Action item>
Could you transcribe all of the data exactly and skip any pictures?

(Collection entries)
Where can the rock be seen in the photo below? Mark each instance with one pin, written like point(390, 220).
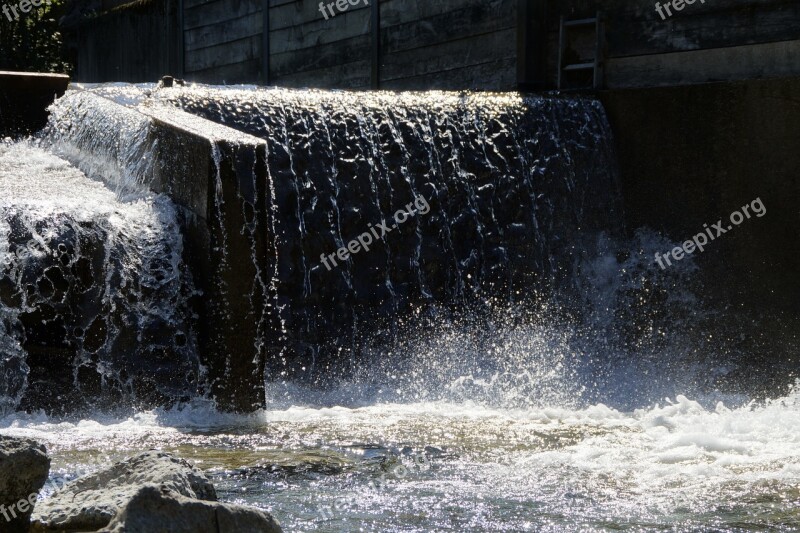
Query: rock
point(24, 466)
point(155, 509)
point(91, 502)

Answer box>
Where can the rock be seen in the photo below? Mark each instance with one pin, written like point(390, 220).
Query: rock
point(24, 466)
point(155, 509)
point(91, 502)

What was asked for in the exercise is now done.